#### THE INPUT ####

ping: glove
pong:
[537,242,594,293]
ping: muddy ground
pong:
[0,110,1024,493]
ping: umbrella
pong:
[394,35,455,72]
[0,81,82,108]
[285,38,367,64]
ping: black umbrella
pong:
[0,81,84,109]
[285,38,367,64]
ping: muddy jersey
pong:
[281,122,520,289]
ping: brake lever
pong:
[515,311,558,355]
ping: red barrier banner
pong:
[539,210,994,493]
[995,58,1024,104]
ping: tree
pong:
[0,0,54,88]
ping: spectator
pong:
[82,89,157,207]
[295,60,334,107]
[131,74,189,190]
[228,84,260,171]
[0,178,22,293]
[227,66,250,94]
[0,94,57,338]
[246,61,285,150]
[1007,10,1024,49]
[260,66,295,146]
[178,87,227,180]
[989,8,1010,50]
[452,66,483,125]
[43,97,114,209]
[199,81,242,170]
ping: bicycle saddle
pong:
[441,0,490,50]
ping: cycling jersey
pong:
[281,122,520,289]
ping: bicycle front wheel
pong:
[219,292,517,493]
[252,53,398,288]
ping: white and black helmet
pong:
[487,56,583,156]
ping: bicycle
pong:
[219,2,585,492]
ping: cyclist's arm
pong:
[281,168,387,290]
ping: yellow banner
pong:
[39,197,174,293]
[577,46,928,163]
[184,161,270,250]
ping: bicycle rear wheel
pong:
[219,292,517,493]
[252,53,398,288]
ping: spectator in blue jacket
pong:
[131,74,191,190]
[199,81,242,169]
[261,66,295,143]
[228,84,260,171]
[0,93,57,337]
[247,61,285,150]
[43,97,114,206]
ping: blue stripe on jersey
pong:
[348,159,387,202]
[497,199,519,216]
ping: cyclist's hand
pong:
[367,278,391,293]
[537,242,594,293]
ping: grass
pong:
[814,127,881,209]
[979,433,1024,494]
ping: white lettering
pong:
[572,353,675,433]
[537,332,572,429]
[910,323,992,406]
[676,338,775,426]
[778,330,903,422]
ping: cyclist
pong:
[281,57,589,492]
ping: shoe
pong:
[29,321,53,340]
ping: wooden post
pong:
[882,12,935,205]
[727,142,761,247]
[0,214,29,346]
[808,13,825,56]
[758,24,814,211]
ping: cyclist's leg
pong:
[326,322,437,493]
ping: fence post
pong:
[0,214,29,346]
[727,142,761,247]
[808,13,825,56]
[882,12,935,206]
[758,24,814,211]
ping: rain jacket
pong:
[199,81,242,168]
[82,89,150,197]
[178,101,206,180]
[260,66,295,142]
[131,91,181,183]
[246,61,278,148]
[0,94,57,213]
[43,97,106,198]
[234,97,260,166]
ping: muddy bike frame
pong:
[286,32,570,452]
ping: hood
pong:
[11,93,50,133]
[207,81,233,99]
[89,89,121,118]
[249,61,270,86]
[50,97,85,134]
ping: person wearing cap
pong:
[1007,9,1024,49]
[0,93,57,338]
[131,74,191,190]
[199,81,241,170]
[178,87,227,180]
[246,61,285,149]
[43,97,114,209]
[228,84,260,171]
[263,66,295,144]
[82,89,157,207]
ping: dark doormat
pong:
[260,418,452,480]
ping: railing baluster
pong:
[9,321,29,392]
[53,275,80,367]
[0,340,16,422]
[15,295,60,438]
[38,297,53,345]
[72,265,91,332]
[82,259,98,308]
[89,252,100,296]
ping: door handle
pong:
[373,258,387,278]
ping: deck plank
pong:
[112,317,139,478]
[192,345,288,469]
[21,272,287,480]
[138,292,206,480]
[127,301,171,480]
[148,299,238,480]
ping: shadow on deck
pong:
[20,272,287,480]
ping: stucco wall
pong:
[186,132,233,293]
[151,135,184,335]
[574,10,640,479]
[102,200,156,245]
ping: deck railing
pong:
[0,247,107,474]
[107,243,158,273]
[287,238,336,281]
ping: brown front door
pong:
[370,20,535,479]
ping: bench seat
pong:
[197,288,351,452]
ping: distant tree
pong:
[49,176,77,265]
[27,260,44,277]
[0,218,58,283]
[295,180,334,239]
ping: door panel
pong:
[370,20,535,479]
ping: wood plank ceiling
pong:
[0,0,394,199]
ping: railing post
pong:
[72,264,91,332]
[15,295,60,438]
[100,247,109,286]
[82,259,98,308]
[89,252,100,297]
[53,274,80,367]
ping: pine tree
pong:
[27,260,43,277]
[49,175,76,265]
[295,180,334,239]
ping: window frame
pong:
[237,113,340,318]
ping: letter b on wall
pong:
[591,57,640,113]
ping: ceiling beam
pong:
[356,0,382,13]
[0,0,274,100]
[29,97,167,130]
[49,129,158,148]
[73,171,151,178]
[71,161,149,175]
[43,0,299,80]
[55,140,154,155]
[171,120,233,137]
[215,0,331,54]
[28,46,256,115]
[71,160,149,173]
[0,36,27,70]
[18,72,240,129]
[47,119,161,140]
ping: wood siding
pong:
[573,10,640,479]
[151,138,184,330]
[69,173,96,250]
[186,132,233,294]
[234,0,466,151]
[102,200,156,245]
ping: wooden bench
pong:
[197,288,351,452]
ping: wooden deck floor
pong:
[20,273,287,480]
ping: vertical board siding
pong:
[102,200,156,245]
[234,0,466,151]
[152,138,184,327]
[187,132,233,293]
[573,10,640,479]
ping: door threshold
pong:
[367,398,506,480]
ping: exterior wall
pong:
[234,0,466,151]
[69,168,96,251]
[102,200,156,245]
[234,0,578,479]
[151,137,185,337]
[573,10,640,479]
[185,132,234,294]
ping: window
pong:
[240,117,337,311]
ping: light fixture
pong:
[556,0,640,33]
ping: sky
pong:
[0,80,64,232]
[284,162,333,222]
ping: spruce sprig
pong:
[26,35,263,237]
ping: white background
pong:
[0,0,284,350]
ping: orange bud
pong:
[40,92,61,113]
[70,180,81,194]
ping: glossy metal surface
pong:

####

■ SET PROBLEM ■
Copy out the records above, from the line with "ping: wooden bench" to the line with "[185,132,234,294]", both of those lines included.

■ RESPONSE ■
ping: wooden bench
pong:
[197,288,351,452]
ping: wooden deck floor
pong:
[20,273,287,480]
ping: vertical board siding
pong:
[102,200,156,245]
[234,0,466,151]
[152,138,184,327]
[187,132,233,293]
[573,10,640,479]
ping: door threshold
pong:
[367,398,506,480]
ping: exterior wall
pong:
[234,0,466,151]
[69,168,96,251]
[102,200,156,245]
[234,0,578,479]
[151,137,185,337]
[573,10,640,479]
[185,132,234,294]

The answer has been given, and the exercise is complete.